▸ **The request**:
Identify every line in the rows below that contains the word "necktie", and copy each of those lines.

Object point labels
--------------------------------------------------
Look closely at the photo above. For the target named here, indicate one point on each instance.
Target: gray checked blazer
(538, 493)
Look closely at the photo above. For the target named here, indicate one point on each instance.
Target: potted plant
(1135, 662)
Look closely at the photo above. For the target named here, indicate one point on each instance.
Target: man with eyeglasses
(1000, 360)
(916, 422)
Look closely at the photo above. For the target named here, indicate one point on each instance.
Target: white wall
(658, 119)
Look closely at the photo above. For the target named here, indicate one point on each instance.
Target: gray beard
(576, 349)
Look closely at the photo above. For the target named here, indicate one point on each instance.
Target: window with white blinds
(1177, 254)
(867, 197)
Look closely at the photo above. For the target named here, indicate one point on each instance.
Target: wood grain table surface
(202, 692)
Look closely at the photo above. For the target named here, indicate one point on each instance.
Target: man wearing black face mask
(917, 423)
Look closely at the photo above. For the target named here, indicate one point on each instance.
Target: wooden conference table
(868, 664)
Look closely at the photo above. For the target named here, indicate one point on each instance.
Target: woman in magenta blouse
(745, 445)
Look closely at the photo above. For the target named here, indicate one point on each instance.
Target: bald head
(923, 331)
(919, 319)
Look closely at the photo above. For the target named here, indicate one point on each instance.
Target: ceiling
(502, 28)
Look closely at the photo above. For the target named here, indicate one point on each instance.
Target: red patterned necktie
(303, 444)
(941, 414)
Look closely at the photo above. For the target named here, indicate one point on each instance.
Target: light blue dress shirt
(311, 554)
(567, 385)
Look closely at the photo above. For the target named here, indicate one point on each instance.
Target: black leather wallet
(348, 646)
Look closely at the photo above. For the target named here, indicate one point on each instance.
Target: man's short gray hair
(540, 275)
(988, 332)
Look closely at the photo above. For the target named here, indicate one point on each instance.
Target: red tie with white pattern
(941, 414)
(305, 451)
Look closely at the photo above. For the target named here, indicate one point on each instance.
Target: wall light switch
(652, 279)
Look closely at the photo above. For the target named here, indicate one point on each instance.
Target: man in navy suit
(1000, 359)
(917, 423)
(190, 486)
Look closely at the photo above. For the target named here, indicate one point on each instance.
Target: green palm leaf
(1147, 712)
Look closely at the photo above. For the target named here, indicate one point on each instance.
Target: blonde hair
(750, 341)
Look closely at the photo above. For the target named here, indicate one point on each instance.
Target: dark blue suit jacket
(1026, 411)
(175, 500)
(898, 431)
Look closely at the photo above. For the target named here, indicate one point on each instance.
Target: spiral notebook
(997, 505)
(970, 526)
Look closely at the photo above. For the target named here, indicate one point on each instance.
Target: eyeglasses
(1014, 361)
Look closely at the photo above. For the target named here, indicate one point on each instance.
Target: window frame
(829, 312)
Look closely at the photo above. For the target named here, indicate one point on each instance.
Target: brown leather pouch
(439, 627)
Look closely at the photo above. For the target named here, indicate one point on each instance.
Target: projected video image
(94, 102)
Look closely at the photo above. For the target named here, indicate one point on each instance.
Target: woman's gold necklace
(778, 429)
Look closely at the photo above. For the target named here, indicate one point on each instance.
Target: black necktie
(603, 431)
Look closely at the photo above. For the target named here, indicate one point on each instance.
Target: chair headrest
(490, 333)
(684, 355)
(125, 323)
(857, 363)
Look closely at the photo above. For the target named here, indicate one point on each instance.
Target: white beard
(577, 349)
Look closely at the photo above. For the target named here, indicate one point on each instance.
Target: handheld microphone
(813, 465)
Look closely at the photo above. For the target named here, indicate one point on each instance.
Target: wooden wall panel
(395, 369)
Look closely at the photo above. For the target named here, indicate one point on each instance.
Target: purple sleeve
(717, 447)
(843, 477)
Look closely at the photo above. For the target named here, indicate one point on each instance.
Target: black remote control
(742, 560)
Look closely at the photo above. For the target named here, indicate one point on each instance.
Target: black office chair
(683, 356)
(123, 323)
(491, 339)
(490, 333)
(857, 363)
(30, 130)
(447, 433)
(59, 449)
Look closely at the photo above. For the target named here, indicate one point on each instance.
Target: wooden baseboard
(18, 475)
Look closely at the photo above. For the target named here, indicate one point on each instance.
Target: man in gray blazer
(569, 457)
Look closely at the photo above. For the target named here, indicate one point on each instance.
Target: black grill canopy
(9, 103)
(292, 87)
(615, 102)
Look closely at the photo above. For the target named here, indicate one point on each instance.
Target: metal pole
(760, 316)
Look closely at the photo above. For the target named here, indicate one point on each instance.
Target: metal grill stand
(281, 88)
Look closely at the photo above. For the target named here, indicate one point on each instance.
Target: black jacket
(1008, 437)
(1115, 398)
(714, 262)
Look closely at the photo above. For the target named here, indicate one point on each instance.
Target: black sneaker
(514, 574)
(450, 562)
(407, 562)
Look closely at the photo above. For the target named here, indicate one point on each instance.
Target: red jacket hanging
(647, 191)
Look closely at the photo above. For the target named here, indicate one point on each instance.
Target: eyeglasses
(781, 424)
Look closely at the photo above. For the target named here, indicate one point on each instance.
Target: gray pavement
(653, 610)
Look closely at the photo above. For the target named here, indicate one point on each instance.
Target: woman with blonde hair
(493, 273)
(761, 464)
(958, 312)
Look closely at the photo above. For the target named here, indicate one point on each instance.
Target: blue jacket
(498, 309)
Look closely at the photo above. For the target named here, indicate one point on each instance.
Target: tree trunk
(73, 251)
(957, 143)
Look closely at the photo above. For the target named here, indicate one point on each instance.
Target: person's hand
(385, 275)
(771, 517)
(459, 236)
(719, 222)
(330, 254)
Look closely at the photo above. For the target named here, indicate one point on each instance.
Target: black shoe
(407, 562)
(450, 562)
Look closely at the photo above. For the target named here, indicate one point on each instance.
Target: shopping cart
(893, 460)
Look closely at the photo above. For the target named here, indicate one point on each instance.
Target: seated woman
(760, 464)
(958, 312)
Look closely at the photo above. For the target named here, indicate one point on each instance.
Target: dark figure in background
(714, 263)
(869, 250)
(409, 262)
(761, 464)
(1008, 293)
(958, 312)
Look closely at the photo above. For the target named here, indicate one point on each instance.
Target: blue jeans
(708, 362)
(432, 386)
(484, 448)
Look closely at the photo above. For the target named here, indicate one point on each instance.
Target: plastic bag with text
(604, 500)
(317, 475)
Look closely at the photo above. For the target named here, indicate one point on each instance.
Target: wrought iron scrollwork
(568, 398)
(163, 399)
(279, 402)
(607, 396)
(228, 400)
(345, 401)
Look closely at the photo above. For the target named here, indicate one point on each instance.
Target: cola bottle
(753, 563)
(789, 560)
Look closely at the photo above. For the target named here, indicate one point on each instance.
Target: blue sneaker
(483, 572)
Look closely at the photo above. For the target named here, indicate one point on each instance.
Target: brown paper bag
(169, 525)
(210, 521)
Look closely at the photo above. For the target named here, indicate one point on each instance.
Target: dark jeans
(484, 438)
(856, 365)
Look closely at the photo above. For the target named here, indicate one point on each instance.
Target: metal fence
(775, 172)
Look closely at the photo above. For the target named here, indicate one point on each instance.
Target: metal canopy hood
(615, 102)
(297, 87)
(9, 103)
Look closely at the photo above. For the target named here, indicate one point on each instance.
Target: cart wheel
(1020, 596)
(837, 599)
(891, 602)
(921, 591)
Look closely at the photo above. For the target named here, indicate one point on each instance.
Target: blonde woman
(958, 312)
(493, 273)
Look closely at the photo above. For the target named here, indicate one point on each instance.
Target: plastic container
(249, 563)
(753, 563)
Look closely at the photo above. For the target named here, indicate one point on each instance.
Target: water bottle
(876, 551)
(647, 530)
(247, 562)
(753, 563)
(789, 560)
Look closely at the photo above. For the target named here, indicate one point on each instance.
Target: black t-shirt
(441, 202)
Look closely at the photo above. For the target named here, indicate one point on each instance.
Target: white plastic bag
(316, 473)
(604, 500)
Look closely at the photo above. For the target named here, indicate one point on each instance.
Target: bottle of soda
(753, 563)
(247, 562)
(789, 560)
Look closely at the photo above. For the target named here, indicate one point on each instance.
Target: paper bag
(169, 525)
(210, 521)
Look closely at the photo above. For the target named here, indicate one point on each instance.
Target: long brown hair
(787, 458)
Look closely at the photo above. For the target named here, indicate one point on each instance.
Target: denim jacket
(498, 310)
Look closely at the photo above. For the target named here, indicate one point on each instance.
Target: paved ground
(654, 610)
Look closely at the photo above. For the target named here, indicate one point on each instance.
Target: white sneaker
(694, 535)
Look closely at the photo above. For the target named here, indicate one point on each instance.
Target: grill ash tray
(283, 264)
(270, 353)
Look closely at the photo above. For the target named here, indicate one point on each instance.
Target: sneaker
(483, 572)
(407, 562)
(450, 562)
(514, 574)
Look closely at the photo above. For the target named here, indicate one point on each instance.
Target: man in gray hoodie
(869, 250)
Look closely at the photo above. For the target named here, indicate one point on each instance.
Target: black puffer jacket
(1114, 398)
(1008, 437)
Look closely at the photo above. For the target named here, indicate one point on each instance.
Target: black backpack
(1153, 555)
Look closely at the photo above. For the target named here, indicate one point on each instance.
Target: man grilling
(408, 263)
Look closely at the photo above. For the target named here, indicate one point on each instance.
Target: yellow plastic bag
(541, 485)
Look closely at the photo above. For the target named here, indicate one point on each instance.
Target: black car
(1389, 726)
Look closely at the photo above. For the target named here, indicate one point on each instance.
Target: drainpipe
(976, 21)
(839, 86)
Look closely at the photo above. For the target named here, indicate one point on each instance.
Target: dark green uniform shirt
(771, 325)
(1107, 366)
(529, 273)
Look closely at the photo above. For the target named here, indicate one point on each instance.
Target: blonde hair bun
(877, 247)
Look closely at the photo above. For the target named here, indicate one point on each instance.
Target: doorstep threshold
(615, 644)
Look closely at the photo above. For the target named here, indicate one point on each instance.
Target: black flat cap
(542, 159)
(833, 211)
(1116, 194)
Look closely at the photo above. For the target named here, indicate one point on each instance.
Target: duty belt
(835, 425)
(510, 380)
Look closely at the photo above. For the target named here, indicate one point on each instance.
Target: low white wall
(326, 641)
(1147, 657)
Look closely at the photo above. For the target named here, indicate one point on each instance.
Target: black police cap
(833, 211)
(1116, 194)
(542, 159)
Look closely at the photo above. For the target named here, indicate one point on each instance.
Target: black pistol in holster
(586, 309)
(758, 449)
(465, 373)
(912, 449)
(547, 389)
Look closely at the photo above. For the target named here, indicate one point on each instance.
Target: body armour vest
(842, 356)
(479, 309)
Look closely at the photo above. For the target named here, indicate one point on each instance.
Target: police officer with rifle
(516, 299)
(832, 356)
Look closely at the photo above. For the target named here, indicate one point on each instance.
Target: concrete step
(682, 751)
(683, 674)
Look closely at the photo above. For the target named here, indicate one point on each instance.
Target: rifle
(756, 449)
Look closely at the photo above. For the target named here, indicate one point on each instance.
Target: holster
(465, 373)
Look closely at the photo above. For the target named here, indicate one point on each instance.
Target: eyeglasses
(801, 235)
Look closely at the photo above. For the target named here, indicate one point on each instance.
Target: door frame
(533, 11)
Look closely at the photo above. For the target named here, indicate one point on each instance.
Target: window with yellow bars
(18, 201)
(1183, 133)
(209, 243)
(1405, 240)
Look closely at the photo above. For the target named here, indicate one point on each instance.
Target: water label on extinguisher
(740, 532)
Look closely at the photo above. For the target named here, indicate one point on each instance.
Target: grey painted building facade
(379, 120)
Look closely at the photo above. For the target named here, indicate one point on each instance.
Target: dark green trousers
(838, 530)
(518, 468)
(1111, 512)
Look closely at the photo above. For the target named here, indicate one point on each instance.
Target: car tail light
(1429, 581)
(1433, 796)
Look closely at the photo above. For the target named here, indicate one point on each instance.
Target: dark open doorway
--------------------------------------------------
▸ **Correct answer**:
Target: red patterned necktie
Target: black necktie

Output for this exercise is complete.